- WHAT TO WORK ON -
Give back the records from the line containing "Can you see the car license" through the line containing "pixel 473 265", substituting "wall" for each "barrier" and keeping everything else the same.
--------------------
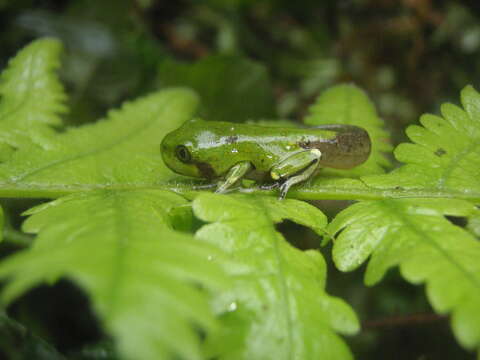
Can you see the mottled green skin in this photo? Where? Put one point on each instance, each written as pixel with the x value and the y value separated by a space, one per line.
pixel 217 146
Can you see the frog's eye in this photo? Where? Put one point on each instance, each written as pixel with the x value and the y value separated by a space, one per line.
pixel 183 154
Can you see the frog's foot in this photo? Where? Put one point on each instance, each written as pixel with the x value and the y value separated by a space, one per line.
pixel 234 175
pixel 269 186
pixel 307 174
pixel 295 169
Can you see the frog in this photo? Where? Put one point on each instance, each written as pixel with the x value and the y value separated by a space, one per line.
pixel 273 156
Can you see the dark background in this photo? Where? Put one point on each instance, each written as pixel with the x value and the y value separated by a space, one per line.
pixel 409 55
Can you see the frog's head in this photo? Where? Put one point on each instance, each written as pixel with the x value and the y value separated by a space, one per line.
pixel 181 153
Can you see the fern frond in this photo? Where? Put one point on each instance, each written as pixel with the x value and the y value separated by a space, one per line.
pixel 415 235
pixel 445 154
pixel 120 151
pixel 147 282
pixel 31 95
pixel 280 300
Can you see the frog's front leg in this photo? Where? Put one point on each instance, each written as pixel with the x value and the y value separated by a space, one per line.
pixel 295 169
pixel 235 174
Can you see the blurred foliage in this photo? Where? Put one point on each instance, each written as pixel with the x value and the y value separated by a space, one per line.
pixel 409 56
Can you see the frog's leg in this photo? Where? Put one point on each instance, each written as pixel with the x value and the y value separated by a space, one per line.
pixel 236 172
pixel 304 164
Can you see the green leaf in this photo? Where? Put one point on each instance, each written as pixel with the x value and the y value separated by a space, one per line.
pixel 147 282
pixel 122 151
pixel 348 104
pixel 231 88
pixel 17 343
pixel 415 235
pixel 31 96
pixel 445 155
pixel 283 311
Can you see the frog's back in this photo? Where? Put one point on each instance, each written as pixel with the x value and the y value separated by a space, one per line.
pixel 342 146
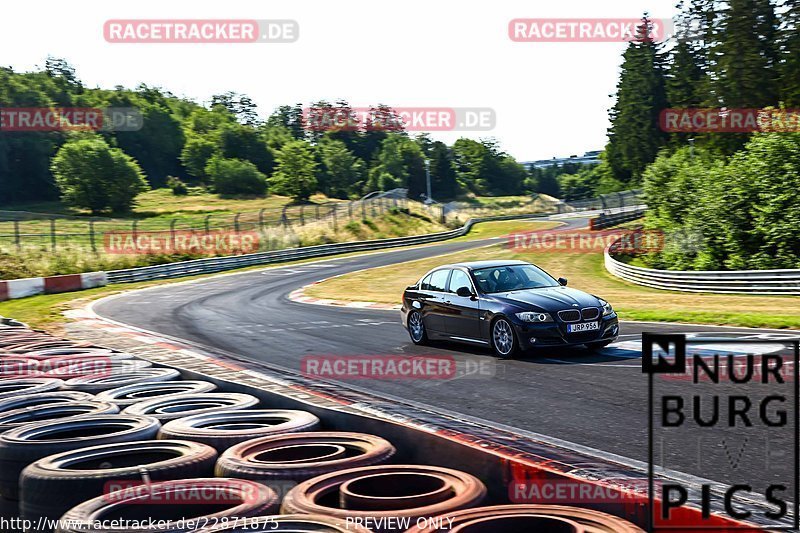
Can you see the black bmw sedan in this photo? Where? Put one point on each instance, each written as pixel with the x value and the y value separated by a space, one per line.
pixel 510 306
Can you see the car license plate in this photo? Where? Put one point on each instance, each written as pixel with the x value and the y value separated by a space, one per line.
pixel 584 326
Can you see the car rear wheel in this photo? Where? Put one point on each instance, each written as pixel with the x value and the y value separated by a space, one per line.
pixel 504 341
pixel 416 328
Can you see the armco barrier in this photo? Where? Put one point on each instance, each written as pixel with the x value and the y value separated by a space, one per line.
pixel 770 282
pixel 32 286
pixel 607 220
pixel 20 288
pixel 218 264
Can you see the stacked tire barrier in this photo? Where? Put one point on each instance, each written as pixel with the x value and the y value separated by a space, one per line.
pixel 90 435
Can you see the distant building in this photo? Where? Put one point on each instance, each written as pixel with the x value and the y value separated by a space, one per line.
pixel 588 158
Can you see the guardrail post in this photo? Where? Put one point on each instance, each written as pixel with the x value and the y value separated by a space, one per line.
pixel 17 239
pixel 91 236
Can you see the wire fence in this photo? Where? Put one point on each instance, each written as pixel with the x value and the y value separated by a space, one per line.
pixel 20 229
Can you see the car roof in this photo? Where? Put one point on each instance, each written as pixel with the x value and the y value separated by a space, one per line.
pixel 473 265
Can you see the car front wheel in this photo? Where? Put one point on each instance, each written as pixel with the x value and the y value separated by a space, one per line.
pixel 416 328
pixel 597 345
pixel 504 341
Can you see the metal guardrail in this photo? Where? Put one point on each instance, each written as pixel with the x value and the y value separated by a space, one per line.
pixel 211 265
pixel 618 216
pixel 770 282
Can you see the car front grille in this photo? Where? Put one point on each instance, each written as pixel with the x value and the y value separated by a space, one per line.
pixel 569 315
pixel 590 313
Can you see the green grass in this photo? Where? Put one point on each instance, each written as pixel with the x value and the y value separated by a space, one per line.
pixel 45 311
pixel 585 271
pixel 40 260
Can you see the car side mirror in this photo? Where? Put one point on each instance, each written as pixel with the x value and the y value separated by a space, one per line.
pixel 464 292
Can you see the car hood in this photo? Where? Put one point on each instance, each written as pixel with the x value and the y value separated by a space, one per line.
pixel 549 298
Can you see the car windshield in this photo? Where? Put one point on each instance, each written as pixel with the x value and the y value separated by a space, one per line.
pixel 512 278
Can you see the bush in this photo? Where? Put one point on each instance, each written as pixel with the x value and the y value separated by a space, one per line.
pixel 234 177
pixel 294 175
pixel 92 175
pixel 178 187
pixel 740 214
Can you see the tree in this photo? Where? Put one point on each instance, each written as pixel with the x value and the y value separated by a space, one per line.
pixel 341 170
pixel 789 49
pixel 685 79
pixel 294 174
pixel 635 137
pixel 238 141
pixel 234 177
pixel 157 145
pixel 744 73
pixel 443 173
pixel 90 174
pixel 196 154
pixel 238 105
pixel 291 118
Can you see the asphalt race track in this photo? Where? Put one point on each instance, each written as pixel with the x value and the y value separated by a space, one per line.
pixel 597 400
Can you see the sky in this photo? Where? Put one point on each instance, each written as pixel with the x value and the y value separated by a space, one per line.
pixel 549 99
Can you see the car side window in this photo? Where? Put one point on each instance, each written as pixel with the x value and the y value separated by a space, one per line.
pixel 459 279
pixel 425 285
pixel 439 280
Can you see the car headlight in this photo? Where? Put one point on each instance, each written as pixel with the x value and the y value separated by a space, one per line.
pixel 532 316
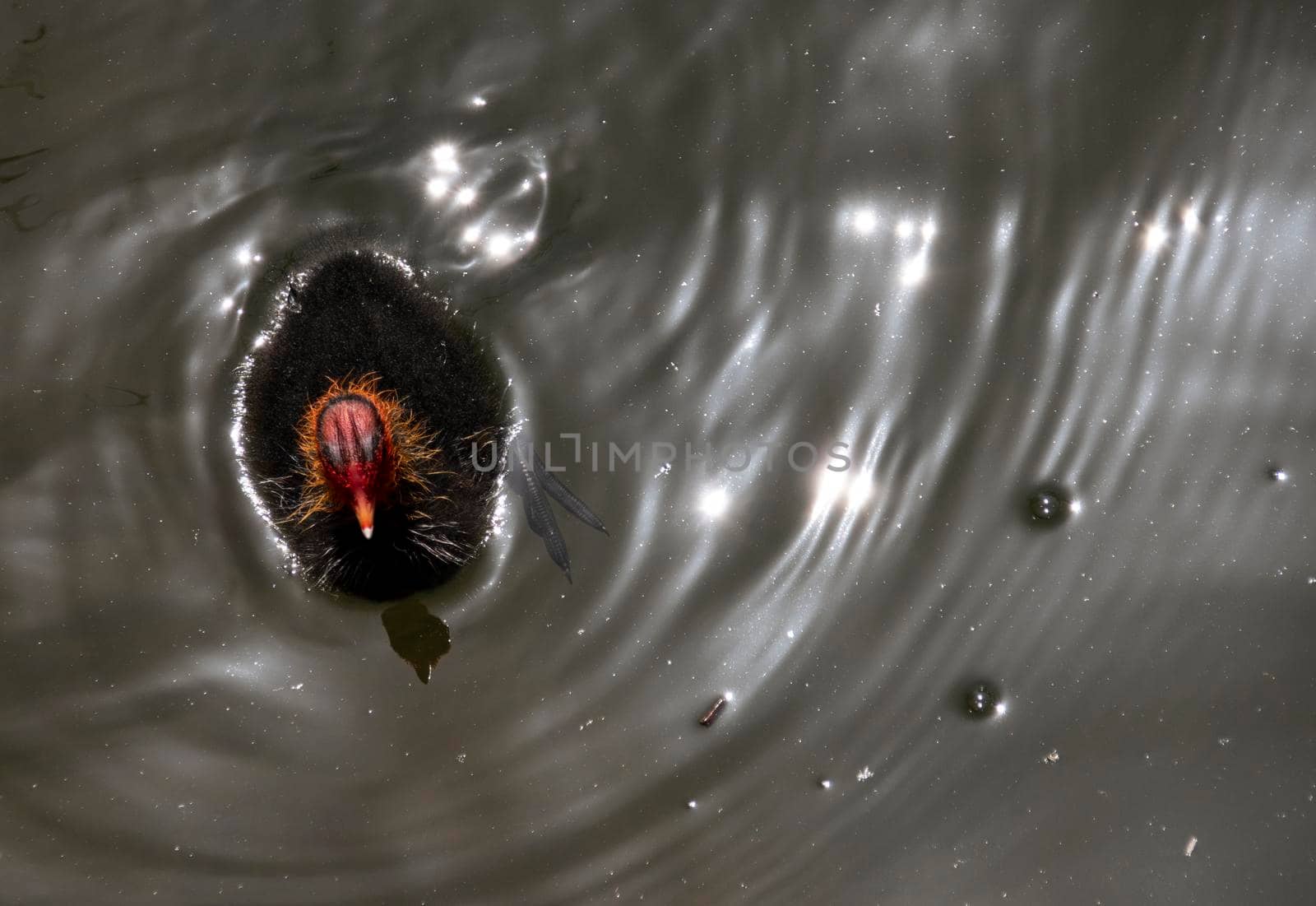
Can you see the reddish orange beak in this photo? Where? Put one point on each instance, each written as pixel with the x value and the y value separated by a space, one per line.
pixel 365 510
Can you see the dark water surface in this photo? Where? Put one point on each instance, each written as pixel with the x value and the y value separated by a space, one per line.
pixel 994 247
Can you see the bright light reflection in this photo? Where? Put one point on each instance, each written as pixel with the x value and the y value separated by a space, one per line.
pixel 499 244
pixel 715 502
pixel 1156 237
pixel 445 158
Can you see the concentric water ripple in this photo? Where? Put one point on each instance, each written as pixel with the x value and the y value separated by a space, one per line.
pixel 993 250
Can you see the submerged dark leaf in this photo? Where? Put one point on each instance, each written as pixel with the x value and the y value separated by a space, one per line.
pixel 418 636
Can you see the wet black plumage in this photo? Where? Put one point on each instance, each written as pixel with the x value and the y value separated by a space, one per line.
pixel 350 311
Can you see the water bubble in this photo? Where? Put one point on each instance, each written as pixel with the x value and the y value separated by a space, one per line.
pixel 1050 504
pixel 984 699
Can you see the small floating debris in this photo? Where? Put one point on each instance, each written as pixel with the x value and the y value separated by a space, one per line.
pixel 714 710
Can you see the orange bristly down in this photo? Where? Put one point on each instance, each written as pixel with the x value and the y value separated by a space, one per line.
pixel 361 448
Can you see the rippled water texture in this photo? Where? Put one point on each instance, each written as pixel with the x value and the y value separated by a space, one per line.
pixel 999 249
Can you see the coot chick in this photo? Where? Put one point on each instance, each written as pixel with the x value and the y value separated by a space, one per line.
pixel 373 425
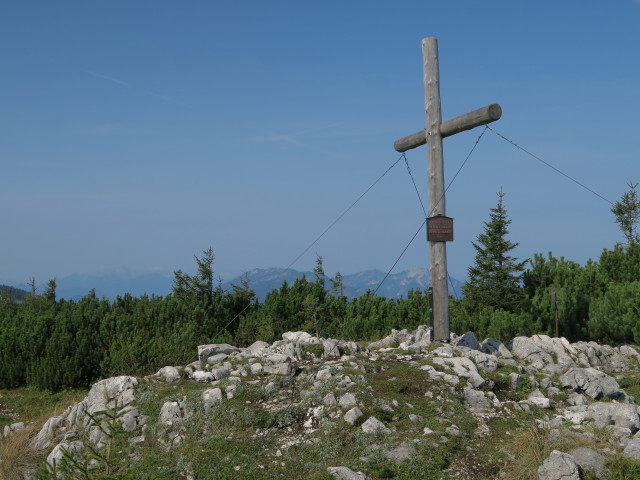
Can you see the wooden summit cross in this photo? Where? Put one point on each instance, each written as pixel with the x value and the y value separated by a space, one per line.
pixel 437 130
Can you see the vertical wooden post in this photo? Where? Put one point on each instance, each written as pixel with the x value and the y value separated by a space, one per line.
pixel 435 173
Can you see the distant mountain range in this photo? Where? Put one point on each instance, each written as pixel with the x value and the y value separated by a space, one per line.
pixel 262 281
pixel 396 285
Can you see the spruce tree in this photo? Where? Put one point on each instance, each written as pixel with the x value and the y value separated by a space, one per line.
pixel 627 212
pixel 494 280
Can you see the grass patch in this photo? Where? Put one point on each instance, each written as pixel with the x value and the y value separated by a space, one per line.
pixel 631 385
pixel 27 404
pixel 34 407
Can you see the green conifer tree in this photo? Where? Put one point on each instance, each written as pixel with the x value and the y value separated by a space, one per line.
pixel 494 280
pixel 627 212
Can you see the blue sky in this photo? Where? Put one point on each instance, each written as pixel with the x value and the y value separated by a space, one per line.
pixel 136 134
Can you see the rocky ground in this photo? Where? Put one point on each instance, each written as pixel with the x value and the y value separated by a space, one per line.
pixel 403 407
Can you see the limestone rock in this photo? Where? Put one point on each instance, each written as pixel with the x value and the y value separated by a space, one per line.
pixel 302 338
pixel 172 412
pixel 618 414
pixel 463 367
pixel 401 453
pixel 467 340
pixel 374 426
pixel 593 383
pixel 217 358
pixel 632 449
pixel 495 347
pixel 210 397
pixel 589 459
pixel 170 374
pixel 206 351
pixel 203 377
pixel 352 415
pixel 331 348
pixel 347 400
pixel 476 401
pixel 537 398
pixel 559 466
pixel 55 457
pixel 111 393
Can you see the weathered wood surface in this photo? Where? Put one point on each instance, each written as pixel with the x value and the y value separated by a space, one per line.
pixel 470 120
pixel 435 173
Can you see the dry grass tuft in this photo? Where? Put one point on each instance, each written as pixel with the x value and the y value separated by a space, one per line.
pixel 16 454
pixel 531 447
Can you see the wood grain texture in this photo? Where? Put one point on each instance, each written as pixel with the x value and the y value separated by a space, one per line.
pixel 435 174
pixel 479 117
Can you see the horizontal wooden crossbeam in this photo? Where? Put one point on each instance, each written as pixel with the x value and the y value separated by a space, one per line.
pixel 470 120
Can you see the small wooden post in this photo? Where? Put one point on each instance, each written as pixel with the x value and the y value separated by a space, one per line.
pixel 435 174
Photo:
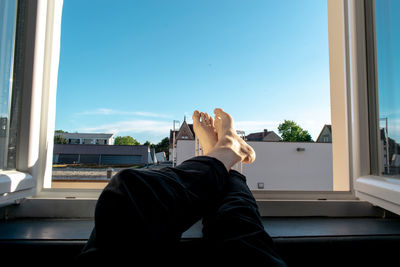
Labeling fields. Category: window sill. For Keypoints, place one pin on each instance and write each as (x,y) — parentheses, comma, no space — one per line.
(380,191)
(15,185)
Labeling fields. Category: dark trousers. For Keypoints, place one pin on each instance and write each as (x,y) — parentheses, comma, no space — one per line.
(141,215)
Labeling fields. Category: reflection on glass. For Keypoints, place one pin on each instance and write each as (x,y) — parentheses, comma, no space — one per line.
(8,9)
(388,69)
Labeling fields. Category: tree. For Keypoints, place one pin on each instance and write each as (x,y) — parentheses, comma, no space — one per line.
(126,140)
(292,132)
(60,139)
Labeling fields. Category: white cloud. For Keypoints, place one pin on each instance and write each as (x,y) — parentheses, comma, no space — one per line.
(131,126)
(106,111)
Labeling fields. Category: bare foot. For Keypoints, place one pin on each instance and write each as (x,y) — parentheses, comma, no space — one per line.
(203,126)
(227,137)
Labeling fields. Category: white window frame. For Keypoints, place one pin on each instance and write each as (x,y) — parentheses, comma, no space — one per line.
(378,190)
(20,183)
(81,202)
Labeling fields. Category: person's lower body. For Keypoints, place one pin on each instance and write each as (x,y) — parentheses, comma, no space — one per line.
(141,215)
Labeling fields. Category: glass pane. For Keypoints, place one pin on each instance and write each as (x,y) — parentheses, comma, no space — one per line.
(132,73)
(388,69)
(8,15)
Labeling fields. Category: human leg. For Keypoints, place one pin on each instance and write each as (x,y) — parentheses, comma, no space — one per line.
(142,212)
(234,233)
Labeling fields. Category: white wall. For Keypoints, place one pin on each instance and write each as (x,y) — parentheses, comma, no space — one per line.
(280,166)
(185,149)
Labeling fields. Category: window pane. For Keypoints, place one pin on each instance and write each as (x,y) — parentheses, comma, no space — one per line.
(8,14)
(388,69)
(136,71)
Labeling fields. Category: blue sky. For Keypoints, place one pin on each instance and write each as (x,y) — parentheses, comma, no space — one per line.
--------------------
- SOLUTION -
Can you see the car license plate in this photo? Where? Put one point on each instance, each written as pixel with the x value and the y value separated by a space, one per line.
pixel 584 326
Can you see the car rear wheel in this photo? Where? Put one point on each instance, each written as pixel with the x value and the y value separated by a space, one per line.
pixel 504 341
pixel 416 328
Can you see the armco wall in this photo? Where? Put one point on each instance, each written as pixel with the x value and the y value separated by a space, one per line.
pixel 770 282
pixel 32 286
pixel 607 220
pixel 20 288
pixel 218 264
Can you see the stacked tire wall in this photo? Where? Put one point on each instance, each written as pixel with the x value and the y value separated by a space, one per line.
pixel 90 435
Can you see the distant building in this photo? Where? Put one point on each instance, each written as pixel with the x value and the y value separated by a space, one per line.
pixel 588 158
Can you see the guardrail post in this photo? Where? Put one point on each instance, each written as pixel with the x value and the y value separated by a space, one per line.
pixel 17 239
pixel 91 236
Can you see the wire fence in this photo? Where? Put one point on each instance, each written as pixel with the x value and the y value separated by a space, one per line.
pixel 20 229
Can you see the car roof in this photo? Where? Put one point on each instance, each written as pixel with the x value and the y value separated by a space, one per line.
pixel 473 265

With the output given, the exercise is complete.